(Work to be completed):
Pull out each line below that contains the word "bare", and copy it in full.

····················

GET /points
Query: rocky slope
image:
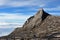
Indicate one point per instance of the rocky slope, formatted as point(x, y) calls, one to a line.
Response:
point(41, 26)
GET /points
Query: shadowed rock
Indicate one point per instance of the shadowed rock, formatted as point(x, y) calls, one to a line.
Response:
point(41, 26)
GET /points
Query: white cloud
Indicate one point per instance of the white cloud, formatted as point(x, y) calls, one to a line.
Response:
point(19, 3)
point(53, 9)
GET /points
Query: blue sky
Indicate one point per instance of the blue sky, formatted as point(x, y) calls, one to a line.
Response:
point(13, 13)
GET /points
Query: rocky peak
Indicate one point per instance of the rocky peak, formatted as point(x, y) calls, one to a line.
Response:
point(41, 14)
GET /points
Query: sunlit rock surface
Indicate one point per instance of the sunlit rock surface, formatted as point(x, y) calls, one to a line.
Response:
point(41, 26)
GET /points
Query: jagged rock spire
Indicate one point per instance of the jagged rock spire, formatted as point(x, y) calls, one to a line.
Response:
point(41, 14)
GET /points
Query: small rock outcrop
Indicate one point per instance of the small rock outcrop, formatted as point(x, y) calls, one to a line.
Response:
point(41, 26)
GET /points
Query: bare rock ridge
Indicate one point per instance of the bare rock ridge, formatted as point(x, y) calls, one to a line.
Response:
point(41, 26)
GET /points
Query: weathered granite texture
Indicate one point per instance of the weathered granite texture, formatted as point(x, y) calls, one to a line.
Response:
point(41, 26)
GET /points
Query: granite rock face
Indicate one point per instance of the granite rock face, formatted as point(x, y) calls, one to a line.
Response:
point(41, 26)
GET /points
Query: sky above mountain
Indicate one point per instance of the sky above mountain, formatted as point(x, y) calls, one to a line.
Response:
point(13, 13)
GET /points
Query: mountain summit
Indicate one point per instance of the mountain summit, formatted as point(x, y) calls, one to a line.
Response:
point(41, 26)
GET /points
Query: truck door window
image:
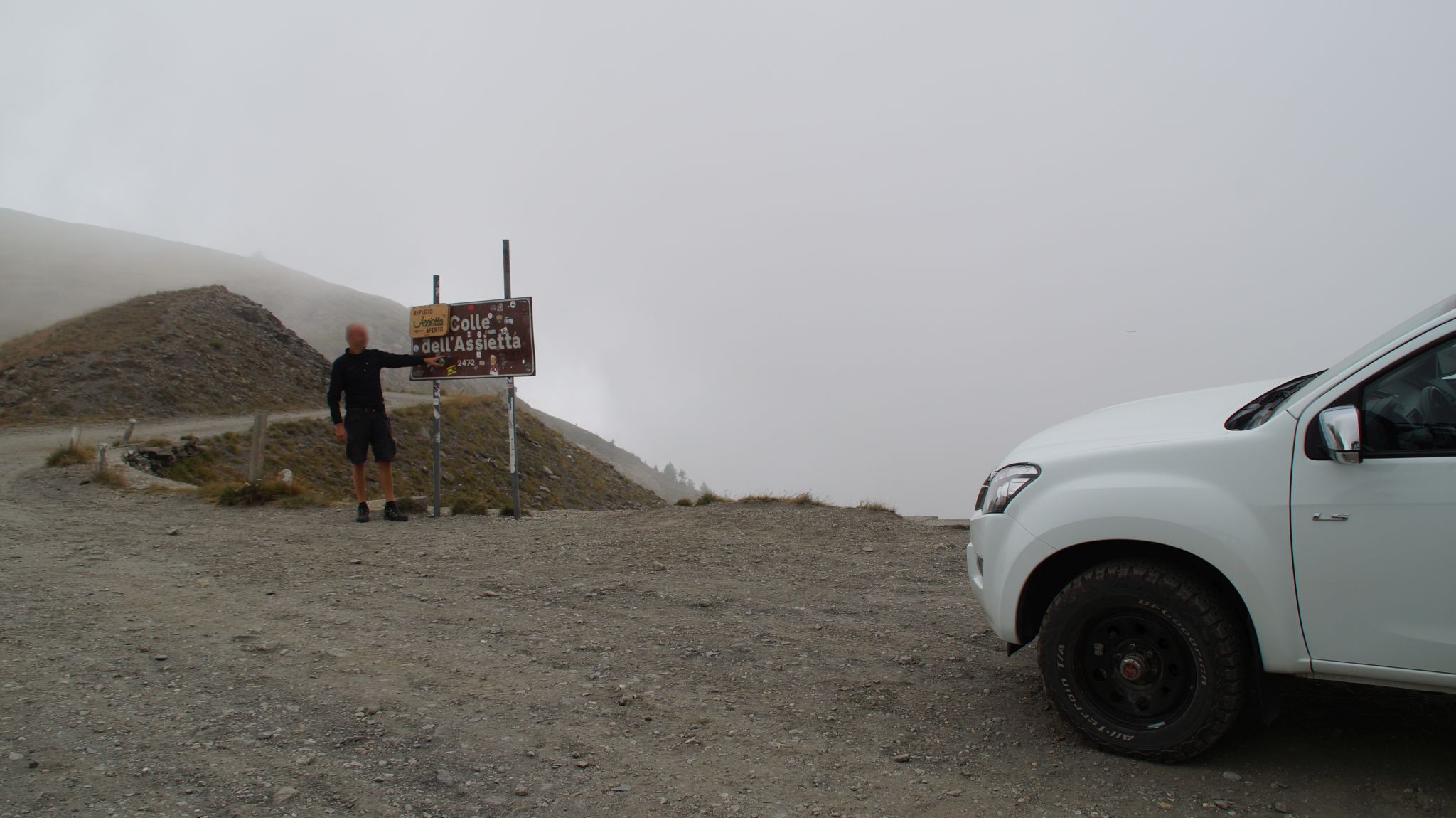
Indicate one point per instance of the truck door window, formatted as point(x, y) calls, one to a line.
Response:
point(1411, 406)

····················

(Complete answer):
Query: bare rock ridge
Indicate one point per instance of the bare rock ridge, formatted as point(x, y) calls, one to a line.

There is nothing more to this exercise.